#### [Task data]
####

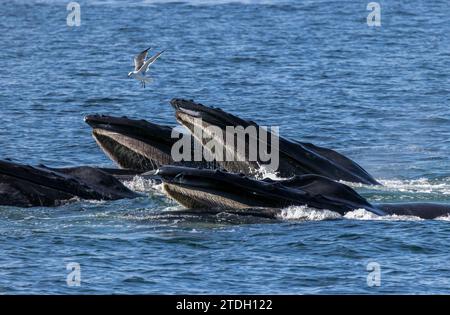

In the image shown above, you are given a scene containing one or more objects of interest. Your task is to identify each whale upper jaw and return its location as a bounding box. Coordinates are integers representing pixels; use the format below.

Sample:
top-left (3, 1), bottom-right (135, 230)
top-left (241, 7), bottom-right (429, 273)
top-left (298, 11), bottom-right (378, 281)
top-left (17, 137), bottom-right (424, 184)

top-left (157, 166), bottom-right (383, 214)
top-left (171, 99), bottom-right (379, 185)
top-left (84, 115), bottom-right (176, 171)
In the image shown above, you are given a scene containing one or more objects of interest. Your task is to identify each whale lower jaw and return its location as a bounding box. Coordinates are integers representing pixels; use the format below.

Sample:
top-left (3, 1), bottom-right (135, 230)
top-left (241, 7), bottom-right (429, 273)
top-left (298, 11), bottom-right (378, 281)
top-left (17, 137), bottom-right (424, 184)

top-left (92, 129), bottom-right (172, 171)
top-left (163, 183), bottom-right (254, 210)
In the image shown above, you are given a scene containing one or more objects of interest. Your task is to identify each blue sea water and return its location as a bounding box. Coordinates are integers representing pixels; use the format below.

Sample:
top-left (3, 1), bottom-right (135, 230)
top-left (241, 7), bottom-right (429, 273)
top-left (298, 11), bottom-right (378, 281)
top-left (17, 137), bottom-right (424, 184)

top-left (0, 0), bottom-right (450, 294)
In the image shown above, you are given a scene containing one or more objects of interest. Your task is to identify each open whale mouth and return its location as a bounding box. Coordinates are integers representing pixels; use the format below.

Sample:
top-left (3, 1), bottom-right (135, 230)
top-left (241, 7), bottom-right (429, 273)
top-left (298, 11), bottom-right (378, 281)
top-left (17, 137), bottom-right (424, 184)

top-left (157, 166), bottom-right (270, 209)
top-left (84, 115), bottom-right (176, 171)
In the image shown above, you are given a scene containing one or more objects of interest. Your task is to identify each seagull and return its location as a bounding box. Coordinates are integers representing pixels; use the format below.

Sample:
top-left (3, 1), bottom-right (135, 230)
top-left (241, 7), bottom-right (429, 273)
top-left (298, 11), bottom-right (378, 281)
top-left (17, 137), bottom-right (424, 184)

top-left (128, 47), bottom-right (164, 88)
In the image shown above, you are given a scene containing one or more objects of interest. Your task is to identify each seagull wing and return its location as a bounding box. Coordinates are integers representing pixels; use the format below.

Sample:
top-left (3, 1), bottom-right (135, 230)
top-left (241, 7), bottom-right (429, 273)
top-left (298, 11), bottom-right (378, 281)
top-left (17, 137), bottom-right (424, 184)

top-left (134, 47), bottom-right (150, 71)
top-left (139, 50), bottom-right (164, 72)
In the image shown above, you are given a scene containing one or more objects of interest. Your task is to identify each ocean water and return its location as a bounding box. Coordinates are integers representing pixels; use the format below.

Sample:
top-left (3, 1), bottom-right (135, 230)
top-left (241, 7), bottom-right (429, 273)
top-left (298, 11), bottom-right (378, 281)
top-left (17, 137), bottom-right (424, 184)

top-left (0, 0), bottom-right (450, 294)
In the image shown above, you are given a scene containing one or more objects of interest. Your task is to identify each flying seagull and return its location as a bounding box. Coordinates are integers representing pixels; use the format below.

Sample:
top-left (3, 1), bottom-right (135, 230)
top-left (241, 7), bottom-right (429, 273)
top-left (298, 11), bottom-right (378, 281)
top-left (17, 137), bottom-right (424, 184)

top-left (128, 47), bottom-right (164, 87)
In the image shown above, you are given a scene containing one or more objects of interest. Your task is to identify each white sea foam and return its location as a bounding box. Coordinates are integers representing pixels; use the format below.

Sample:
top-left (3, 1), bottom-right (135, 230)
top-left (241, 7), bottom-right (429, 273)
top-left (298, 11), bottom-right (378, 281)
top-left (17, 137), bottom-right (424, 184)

top-left (123, 176), bottom-right (164, 193)
top-left (279, 206), bottom-right (426, 221)
top-left (341, 178), bottom-right (450, 195)
top-left (279, 206), bottom-right (342, 221)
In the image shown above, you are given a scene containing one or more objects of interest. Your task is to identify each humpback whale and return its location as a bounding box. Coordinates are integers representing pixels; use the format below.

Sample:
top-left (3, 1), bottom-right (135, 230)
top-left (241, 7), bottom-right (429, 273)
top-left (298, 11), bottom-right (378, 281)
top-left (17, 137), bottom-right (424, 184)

top-left (84, 115), bottom-right (177, 171)
top-left (171, 99), bottom-right (379, 185)
top-left (0, 161), bottom-right (138, 207)
top-left (157, 166), bottom-right (450, 219)
top-left (84, 115), bottom-right (216, 172)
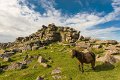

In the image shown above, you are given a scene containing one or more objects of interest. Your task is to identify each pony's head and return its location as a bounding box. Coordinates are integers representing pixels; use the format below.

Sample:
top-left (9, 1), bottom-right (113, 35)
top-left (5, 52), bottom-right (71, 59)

top-left (71, 49), bottom-right (76, 58)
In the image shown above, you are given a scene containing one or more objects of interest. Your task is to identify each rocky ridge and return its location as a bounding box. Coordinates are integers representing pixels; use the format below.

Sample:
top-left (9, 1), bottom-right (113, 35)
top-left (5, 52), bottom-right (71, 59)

top-left (0, 24), bottom-right (120, 78)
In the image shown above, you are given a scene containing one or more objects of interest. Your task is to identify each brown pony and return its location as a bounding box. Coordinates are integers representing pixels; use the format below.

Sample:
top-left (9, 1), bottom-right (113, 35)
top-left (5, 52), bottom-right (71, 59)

top-left (71, 49), bottom-right (95, 73)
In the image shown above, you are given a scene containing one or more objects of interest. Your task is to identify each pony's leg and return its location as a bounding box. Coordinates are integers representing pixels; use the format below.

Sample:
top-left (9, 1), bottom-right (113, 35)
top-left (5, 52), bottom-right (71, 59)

top-left (91, 61), bottom-right (95, 70)
top-left (81, 63), bottom-right (84, 73)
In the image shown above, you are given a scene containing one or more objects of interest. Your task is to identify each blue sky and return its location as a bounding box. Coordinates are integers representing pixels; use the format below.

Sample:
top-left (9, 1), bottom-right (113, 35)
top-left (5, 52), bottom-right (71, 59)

top-left (0, 0), bottom-right (120, 42)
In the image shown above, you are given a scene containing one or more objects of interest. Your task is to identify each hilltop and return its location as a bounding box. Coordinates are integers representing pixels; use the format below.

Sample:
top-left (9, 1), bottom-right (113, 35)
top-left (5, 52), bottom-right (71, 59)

top-left (0, 24), bottom-right (120, 80)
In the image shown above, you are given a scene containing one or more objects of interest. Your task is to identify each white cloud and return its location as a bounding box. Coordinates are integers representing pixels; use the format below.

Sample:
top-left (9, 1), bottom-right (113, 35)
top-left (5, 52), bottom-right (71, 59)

top-left (0, 0), bottom-right (120, 42)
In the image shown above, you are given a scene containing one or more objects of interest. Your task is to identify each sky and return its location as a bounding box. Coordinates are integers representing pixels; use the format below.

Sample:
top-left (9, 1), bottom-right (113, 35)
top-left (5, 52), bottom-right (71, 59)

top-left (0, 0), bottom-right (120, 42)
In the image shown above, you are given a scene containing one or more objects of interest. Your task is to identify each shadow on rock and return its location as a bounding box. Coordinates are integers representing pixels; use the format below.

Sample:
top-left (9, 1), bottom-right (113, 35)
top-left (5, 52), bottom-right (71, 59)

top-left (95, 63), bottom-right (115, 72)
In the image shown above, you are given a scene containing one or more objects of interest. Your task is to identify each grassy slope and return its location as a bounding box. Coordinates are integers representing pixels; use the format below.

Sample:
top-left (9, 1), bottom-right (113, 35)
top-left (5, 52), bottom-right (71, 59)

top-left (0, 44), bottom-right (120, 80)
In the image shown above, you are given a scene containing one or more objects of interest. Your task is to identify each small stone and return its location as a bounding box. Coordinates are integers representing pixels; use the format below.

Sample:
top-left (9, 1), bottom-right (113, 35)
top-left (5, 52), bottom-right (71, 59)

top-left (36, 76), bottom-right (44, 80)
top-left (41, 63), bottom-right (48, 68)
top-left (38, 56), bottom-right (47, 63)
top-left (52, 75), bottom-right (62, 80)
top-left (32, 46), bottom-right (39, 50)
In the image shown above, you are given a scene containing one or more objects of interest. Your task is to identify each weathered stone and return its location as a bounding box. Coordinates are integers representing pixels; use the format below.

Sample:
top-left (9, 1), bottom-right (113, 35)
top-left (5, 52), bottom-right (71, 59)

top-left (96, 40), bottom-right (118, 44)
top-left (92, 45), bottom-right (102, 49)
top-left (76, 42), bottom-right (90, 49)
top-left (3, 57), bottom-right (11, 62)
top-left (52, 75), bottom-right (62, 80)
top-left (32, 46), bottom-right (39, 50)
top-left (36, 76), bottom-right (44, 80)
top-left (38, 56), bottom-right (47, 63)
top-left (40, 63), bottom-right (48, 68)
top-left (51, 67), bottom-right (61, 75)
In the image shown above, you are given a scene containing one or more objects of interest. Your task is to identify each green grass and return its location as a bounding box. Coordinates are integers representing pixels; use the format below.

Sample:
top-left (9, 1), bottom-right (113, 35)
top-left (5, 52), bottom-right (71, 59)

top-left (0, 43), bottom-right (120, 80)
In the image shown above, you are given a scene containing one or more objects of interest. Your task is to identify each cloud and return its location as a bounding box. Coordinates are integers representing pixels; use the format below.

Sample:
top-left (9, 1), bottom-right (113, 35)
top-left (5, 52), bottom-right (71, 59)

top-left (0, 0), bottom-right (120, 42)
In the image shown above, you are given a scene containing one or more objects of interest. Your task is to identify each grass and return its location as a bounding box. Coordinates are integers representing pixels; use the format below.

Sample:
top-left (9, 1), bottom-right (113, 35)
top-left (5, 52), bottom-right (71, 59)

top-left (0, 43), bottom-right (120, 80)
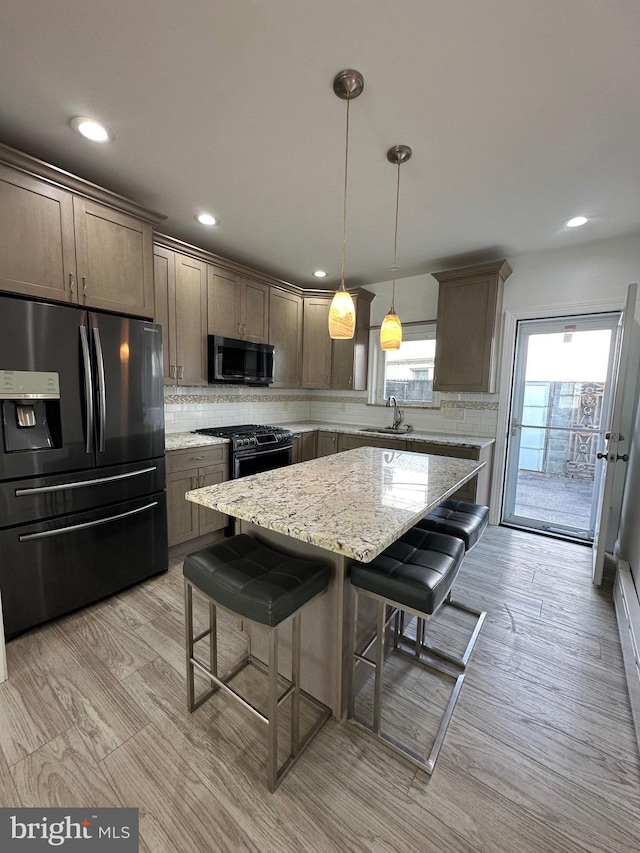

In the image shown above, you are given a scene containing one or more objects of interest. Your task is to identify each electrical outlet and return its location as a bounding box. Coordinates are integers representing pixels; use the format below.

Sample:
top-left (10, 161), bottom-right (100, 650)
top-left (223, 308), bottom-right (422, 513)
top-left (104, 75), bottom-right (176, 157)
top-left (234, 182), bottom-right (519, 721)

top-left (444, 408), bottom-right (464, 421)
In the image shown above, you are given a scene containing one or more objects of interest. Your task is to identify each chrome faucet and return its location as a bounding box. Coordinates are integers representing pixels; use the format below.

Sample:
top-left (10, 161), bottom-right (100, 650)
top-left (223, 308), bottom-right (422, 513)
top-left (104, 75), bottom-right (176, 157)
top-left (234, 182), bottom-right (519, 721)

top-left (387, 394), bottom-right (403, 429)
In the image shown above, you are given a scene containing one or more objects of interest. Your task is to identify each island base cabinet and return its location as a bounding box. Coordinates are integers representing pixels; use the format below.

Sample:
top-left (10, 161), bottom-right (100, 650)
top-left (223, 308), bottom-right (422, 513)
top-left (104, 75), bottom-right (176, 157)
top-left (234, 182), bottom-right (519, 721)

top-left (167, 444), bottom-right (229, 547)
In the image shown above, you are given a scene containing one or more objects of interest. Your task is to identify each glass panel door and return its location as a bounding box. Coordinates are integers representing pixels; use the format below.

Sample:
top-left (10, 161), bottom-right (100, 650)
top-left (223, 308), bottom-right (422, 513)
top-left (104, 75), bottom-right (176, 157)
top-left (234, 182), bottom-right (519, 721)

top-left (502, 314), bottom-right (619, 541)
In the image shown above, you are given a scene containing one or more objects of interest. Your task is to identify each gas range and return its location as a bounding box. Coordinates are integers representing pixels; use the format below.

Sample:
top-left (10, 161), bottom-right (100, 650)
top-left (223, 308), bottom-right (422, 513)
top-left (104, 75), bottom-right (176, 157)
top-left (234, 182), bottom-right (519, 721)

top-left (194, 424), bottom-right (292, 455)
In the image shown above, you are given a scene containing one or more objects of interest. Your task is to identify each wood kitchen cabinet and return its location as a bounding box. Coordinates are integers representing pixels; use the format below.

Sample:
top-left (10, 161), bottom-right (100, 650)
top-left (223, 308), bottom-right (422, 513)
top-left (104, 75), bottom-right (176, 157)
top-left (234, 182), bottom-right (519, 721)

top-left (302, 296), bottom-right (332, 388)
top-left (292, 430), bottom-right (318, 462)
top-left (73, 198), bottom-right (153, 317)
top-left (433, 260), bottom-right (511, 393)
top-left (269, 287), bottom-right (302, 388)
top-left (317, 430), bottom-right (338, 456)
top-left (0, 146), bottom-right (159, 318)
top-left (166, 444), bottom-right (229, 547)
top-left (154, 245), bottom-right (207, 385)
top-left (208, 266), bottom-right (270, 344)
top-left (407, 441), bottom-right (493, 506)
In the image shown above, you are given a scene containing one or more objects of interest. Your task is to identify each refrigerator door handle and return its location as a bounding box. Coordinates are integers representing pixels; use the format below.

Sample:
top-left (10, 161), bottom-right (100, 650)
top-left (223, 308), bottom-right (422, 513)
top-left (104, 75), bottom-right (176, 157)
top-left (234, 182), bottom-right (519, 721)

top-left (18, 501), bottom-right (158, 542)
top-left (15, 465), bottom-right (158, 498)
top-left (80, 325), bottom-right (93, 453)
top-left (92, 326), bottom-right (107, 452)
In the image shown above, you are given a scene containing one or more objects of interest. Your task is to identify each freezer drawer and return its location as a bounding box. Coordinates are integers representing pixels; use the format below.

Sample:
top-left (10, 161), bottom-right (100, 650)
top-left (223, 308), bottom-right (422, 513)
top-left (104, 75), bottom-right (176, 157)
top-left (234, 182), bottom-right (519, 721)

top-left (0, 492), bottom-right (168, 639)
top-left (0, 457), bottom-right (165, 527)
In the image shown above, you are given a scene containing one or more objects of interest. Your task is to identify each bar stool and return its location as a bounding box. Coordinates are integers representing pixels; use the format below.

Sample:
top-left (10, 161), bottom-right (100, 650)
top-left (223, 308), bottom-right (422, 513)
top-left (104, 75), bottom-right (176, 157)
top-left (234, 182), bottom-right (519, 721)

top-left (347, 527), bottom-right (486, 774)
top-left (400, 498), bottom-right (489, 666)
top-left (183, 534), bottom-right (331, 791)
top-left (416, 498), bottom-right (489, 552)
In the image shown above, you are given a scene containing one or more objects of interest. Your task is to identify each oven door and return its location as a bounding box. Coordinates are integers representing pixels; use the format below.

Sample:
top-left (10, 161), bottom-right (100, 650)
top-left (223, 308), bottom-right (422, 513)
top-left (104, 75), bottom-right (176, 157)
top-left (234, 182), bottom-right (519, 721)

top-left (231, 444), bottom-right (293, 480)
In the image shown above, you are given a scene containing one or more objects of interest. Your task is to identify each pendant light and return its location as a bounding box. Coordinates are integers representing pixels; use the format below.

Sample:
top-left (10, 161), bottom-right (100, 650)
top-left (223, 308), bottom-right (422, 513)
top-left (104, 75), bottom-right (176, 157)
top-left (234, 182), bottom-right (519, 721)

top-left (329, 68), bottom-right (364, 340)
top-left (380, 145), bottom-right (411, 349)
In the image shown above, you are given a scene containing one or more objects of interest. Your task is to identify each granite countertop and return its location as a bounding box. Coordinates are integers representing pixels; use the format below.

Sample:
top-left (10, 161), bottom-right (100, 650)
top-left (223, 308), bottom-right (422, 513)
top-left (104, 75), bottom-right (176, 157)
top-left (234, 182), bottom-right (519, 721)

top-left (186, 447), bottom-right (485, 562)
top-left (165, 421), bottom-right (495, 450)
top-left (164, 432), bottom-right (229, 451)
top-left (278, 421), bottom-right (495, 447)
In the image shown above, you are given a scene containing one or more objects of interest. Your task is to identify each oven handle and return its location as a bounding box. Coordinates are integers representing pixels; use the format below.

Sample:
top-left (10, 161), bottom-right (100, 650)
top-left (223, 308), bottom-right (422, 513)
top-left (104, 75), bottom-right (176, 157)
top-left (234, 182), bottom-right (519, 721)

top-left (233, 444), bottom-right (293, 459)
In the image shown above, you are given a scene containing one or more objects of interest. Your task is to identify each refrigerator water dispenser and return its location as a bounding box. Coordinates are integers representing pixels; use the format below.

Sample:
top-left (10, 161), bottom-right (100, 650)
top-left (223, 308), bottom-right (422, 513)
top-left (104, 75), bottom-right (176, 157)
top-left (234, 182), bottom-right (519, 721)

top-left (0, 370), bottom-right (60, 453)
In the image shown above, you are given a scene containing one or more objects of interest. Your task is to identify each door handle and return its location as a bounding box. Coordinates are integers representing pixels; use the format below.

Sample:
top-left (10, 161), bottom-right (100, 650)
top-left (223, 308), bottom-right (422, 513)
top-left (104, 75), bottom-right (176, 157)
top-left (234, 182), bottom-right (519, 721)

top-left (80, 325), bottom-right (93, 453)
top-left (92, 326), bottom-right (107, 451)
top-left (596, 453), bottom-right (629, 462)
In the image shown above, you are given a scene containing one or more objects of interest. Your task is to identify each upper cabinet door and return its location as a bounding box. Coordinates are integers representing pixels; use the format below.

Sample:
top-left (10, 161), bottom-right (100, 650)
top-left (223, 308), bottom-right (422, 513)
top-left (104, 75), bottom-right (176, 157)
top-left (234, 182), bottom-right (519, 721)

top-left (302, 295), bottom-right (331, 388)
top-left (153, 246), bottom-right (178, 385)
top-left (176, 253), bottom-right (207, 385)
top-left (0, 165), bottom-right (77, 302)
top-left (73, 197), bottom-right (154, 317)
top-left (208, 266), bottom-right (241, 338)
top-left (269, 287), bottom-right (302, 388)
top-left (240, 279), bottom-right (270, 344)
top-left (433, 260), bottom-right (511, 393)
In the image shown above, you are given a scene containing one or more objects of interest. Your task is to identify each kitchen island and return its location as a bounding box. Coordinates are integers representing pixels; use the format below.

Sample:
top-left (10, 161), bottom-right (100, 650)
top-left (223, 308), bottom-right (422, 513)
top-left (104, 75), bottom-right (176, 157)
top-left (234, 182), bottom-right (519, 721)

top-left (186, 447), bottom-right (484, 718)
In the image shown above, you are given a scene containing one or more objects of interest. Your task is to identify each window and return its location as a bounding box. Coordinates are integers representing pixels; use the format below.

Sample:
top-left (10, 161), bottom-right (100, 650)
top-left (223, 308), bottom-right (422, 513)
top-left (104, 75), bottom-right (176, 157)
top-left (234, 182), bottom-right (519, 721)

top-left (369, 323), bottom-right (439, 407)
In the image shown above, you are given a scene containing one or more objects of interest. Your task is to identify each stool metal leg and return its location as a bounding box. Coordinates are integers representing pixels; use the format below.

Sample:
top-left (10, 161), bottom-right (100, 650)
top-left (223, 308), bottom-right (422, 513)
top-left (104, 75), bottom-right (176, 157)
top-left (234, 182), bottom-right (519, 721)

top-left (184, 580), bottom-right (195, 711)
top-left (348, 587), bottom-right (486, 774)
top-left (373, 601), bottom-right (385, 734)
top-left (267, 628), bottom-right (278, 791)
top-left (290, 615), bottom-right (300, 757)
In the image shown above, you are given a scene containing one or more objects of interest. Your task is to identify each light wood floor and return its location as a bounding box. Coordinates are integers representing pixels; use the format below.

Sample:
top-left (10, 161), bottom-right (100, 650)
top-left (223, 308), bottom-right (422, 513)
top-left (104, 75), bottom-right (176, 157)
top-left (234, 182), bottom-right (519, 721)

top-left (0, 528), bottom-right (640, 853)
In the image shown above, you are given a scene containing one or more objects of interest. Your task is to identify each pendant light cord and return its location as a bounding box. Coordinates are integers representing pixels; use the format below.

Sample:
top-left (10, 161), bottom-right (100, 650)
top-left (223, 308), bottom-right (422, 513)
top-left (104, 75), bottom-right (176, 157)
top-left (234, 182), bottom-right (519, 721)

top-left (389, 160), bottom-right (401, 314)
top-left (340, 98), bottom-right (351, 290)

####

Can you output the lines from the one containing "identify each stool" through the one containing "top-left (290, 615), bottom-right (300, 757)", both included, as a JSON list of strings with one string per line and blank lines omitted?

[
  "In the image shown above, you are given a scene containing one or more objects of interest. Your task is to identify each stool metal leg and return its location as a bounding box. Coordinates are integers representing pixels; use the format below.",
  "Sample:",
  "top-left (10, 161), bottom-right (100, 650)",
  "top-left (223, 308), bottom-right (422, 513)",
  "top-left (104, 75), bottom-right (176, 157)",
  "top-left (234, 182), bottom-right (519, 721)",
  "top-left (184, 580), bottom-right (195, 711)",
  "top-left (348, 587), bottom-right (486, 774)",
  "top-left (373, 601), bottom-right (385, 734)",
  "top-left (267, 628), bottom-right (278, 791)",
  "top-left (290, 615), bottom-right (300, 757)"
]